▶ _Source extract_
Mental Illness and Substance Abuse
‘Looping’: when his [Abdulrahman] brain circles back to an idea over and over again and then that idea becomes very rewarding and gratifying for him, and it fills a part of his cognitive functioning, his thinking. – Dr. Porterfield
From a young age, Abdulrahman suffered from mental illnesses. His birth was traumatic due to a severe uterine rupture suffered by his mother which required surgery and as a result a loss of oxygen for some time. During his adolescence, he began to show increasing psychological problems leading to multiple hospitalizations. Abdulrahman struggled with his mental health issues which made it difficult for him to connect with his family, school peers, and the community. Some of the numerous symptoms he experienced included lack of sleep, depression and suicidal thoughts.
His most consistent tendency was to fixate compulsively on certain topics. Dr. Porterfield, a clinical instructor of psychiatry at New York University School of Medicine, who worked with Abdulrahman since January 2017, referred to it as ‘looping’: when the brain circles back to an idea repeatedly, fulfilling a part of one’s cognitive thinking. Dr. Porterfield recognized the looping pattern in Abdulrahman’s life which began with “the solar system, soccer, computers, and then sadly, sadly, and tragically, drugs — introduced to him when he was 14 , and which took hold.”
‘Looping’: when his [Abdulrahman] brain circles back to an idea over and over again and then that idea becomes very rewarding and gratifying for him, and it fills a part of his cognitive functioning, his thinking.
Throughout his life, his family sought treatment for his serious mental health and subsequent substance abuse issues. The constant search for treatment and movement in various facilities at such a young age had an impact on his mid-adolescence. In March 2014, Abdulrahman was admitted to the Kuwaiti Center of Psychiatric Health, discharged with a diagnosis of major depressive disorder and polysubstance, but readmitted several times after. In July of 2014, he was admitted to the Center for Addiction and Mental Health (CAMH) in Canada where he expressed thoughts of self-harming (i.e. suicide) and auditory hallucinations. In late 2014, he was admitted to Egypt’s Alriyada Center for Psychiatric Medicine and Addiction Treatment where he spent 7 months. At this point, Alriyada diagnosed Abdulrahman with bipolar emotional disorder, fits of obsession, and fits of depression with psychotic features. During these fits, he is very chatty, does not sleep much, is not aware of himself, and does not abide by his promises and statements.

▶ _Brief A_
According to the text on Abdulrahman's mental illness and substance abuse, when did Dr. Porterfield begin working with him?
▶ _Brief B_
Carry on the text about Abdulrahman's mental illness and substance abuse from the point where it stops.
None of the items have anything to do with this text.

▶ _Data listing_
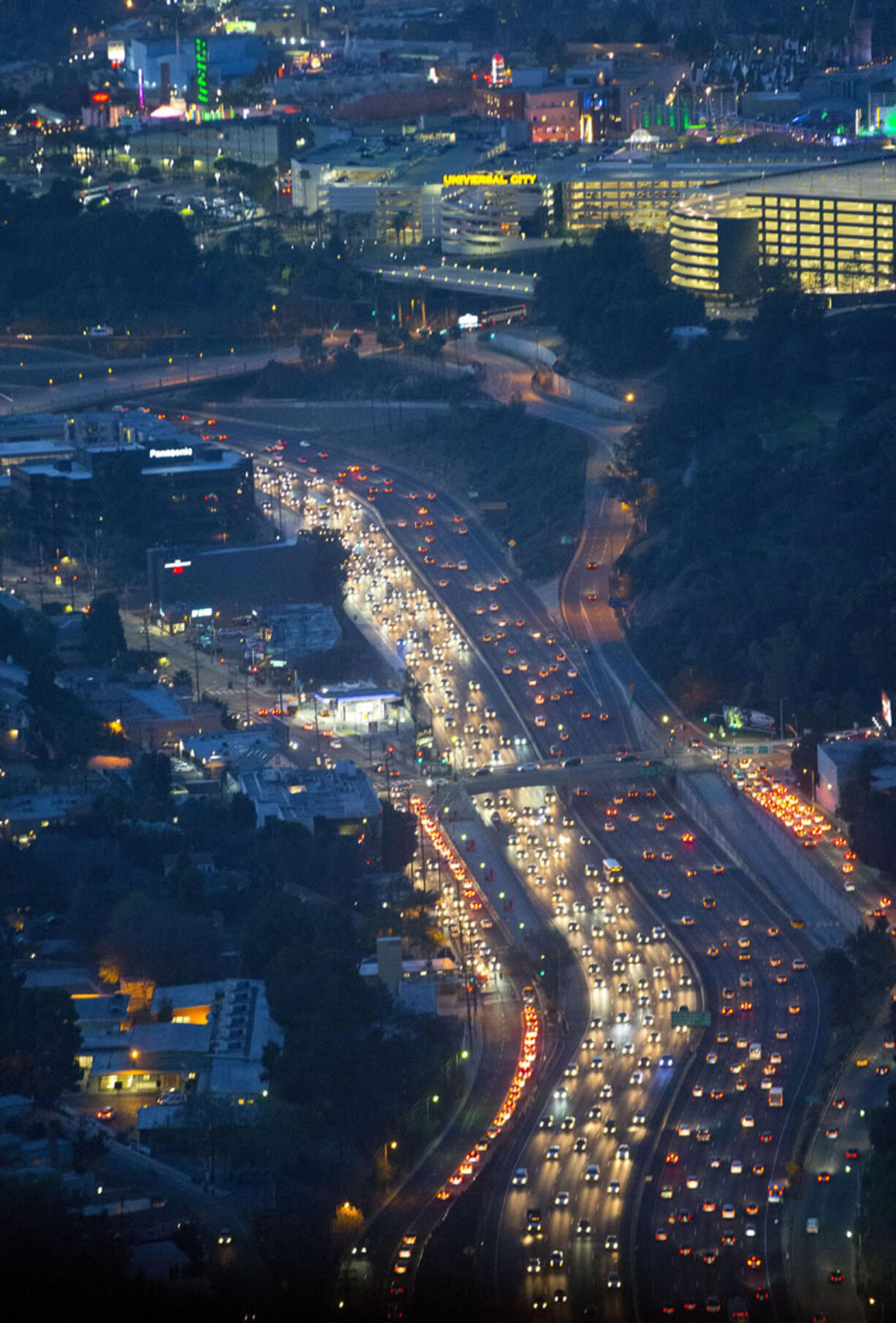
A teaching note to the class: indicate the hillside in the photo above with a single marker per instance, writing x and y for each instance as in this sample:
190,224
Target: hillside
765,566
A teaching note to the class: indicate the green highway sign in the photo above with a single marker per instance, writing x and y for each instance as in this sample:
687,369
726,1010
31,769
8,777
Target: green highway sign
691,1019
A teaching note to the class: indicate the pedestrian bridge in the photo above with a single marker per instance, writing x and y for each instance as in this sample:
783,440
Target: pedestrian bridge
600,767
461,279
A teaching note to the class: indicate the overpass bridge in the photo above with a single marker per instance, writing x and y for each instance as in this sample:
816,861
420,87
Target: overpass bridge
596,769
460,279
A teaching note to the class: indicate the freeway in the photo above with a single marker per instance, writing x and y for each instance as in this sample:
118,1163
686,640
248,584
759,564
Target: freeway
491,663
536,684
830,1189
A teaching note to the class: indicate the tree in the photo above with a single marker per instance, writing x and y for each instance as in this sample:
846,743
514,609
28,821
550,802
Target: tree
147,939
400,222
104,635
39,1039
412,696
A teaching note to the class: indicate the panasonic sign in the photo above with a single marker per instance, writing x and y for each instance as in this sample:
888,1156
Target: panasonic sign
174,452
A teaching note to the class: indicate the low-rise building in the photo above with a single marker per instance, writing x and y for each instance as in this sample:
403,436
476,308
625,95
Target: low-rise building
148,715
132,475
210,1040
338,800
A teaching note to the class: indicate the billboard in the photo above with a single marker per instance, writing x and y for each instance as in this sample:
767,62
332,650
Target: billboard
747,719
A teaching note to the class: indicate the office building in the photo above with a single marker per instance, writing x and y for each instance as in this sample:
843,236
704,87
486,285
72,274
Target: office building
832,227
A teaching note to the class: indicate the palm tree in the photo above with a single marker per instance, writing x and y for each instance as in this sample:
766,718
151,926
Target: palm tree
400,222
412,696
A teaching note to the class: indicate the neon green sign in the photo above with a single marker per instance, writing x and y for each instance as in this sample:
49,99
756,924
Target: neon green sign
202,70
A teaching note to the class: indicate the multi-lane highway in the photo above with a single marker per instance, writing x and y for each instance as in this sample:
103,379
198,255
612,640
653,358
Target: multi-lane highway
695,1126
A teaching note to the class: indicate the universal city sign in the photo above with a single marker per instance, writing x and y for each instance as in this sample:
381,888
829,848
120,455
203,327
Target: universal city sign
174,452
489,179
202,70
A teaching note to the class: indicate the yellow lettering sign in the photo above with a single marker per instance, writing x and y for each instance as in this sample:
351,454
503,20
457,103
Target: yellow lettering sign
489,179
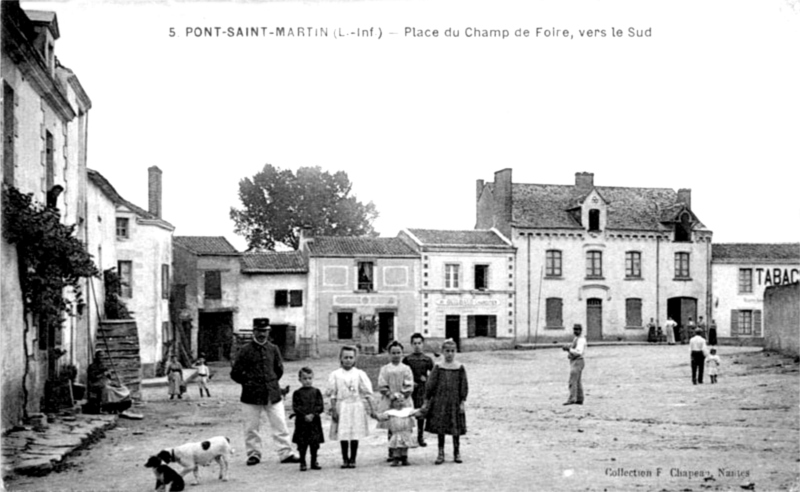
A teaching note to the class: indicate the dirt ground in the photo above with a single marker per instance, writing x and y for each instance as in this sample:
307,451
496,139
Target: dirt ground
644,426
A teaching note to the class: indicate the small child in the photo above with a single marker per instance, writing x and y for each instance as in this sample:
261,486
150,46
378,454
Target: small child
350,391
203,375
421,365
400,420
307,405
712,363
446,395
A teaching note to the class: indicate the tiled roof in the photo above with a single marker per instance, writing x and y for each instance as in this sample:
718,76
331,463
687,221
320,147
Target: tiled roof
548,206
469,238
360,246
788,252
274,262
206,245
108,190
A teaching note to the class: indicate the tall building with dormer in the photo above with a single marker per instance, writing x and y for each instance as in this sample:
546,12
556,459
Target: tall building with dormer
609,258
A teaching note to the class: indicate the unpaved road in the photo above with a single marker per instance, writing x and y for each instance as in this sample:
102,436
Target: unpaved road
644,427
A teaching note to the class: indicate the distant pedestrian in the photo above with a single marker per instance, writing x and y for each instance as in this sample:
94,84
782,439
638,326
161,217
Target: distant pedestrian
307,405
203,375
698,349
712,333
350,391
421,366
446,395
395,382
576,351
258,368
174,377
400,419
669,328
713,362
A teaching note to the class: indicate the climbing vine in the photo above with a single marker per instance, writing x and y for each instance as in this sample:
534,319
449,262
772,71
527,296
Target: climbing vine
51,259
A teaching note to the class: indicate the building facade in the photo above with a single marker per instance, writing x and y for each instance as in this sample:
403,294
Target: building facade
741,272
607,258
143,249
44,153
467,288
358,281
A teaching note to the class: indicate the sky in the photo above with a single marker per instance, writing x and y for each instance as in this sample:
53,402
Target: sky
703,95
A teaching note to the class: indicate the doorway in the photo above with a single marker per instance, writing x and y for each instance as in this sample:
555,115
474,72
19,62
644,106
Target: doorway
594,319
385,329
452,329
680,309
215,335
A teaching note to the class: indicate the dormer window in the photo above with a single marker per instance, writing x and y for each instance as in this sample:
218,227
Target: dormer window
683,228
594,219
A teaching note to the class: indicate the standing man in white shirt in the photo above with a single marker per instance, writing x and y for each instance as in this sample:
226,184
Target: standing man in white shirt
698,349
576,350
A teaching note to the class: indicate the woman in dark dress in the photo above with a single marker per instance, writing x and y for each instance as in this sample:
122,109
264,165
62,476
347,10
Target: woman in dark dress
446,395
307,405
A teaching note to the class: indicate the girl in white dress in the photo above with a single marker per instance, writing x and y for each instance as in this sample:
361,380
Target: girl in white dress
350,392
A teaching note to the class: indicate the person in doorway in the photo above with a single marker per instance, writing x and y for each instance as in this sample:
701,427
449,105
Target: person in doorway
698,349
421,365
712,333
175,377
576,351
669,329
258,369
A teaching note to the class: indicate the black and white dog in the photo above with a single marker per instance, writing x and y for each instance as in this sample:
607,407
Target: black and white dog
167,479
195,454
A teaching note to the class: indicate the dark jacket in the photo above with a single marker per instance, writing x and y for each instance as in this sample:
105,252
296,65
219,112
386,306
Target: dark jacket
258,368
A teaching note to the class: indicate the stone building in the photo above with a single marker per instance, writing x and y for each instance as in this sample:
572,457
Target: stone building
207,274
467,289
143,250
45,117
741,272
356,281
609,258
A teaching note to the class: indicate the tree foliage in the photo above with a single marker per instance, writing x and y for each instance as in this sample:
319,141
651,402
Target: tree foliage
51,259
277,203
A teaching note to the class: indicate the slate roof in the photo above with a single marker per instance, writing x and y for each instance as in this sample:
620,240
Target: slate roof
755,252
548,206
360,246
108,190
460,239
274,262
206,245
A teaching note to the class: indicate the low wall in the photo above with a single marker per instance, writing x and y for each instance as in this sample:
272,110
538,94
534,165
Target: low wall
782,319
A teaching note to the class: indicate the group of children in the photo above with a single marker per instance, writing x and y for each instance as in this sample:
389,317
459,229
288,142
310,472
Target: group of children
412,390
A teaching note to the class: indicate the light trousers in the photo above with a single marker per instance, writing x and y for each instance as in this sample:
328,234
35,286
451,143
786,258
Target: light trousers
276,415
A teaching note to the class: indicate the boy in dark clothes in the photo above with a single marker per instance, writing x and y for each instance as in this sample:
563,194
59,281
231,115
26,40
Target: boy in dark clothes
421,365
307,405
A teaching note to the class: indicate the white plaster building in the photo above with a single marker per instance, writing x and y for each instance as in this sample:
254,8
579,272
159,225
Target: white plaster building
467,287
741,272
607,258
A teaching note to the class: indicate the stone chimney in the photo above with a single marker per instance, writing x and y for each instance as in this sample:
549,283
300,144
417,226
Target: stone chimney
154,190
584,181
685,197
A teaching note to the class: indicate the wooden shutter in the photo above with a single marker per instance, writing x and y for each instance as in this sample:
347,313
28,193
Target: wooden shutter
492,326
333,326
757,323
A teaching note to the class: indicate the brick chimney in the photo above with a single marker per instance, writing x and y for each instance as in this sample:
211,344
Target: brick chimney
584,181
685,197
154,190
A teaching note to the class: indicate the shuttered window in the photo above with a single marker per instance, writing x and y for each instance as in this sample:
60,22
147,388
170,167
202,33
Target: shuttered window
554,307
633,313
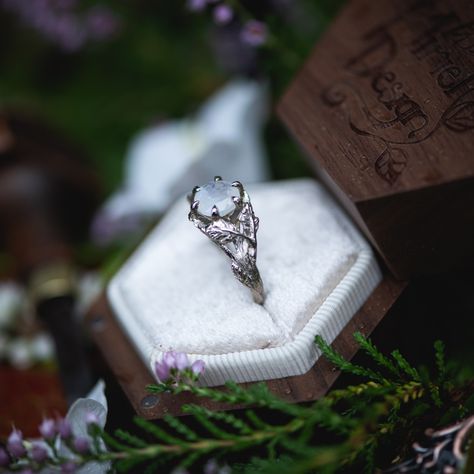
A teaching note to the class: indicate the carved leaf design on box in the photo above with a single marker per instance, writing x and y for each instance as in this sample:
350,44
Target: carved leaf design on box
390,164
461,117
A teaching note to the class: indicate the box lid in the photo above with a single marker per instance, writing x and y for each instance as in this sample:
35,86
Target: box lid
384,107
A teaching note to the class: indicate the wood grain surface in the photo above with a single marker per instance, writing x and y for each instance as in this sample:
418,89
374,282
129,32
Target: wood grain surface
133,375
384,108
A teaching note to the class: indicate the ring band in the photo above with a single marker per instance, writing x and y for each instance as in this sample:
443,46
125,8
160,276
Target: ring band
223,212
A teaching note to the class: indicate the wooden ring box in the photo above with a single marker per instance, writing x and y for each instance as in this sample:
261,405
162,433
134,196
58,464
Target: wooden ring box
388,124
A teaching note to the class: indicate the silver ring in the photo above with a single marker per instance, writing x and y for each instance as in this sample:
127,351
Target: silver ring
222,211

▶ _Answer space A_
In January 2017.

▶ _Answer space B_
Symptoms of the disease [fits of obsession] are expressed in the buying obsession, a lot of joking, chatting. During these fits he has little sleep of 3 to 4 hours. He is not aware of himself and does not abide by his promises and statements.
From a young age, Abdulrahman suffered from bullying and peer pressure in Kuwait. In primary school, he experienced what he called “nationality prejudice”, as he, an Egyptian, did not fit in with his fellow peers who were Kuwaiti. Canada provided Abdulrahman with a new start where he enjoyed his new school and made friends, stating that “the students all treated each other the same.”
But like many youths, Abdulrahman experimented with drugs. He was about 13/14 in Canada when his history of substance abuse began. Due to his looping condition, he began doing marijuana after he had a school project about the impacts of drugs (he read about the advantages of marijuana use), which then led him to try a variety of other drugs. Abdulrahman and his family moved back to Kuwait to prevent more substance usage.
It is not an exaggeration to say that inhalant use in this undercontrolled, obsessive boy was like pouring gasoline on a flame.
Once he was released from the hospital, his substance usage resumed and his mental health deteriorated. Thus, he was put back in the hospital until his parents decided to bring him to CAMH in Canada for better inpatient treatment. Ensuing rehab and treatment in Canada, he and his family went back to Kuwait but the mental health problems and the same substance use (mostly marijuana and inhalants with butane) continued. After being diagnosed with bipolar disorder at Egypt’s Alriyada Center Hospital where he spent 7 months, he and his parents realized the positive mental health progression and lack of substance usage, and thus permanently moved back to Canada to start grade 11.
Although the family witnessed tremendous beneficial growth in Abdulrahman, the side effects of the drug he was taking for treatment negatively affected his social presence. He felt judged by his classmates because of his weight gain and reported to be tired and sleepy in class. Thus he decided to stop taking the medication and his parents witnessed the ensuing drastic changes in his behaviour.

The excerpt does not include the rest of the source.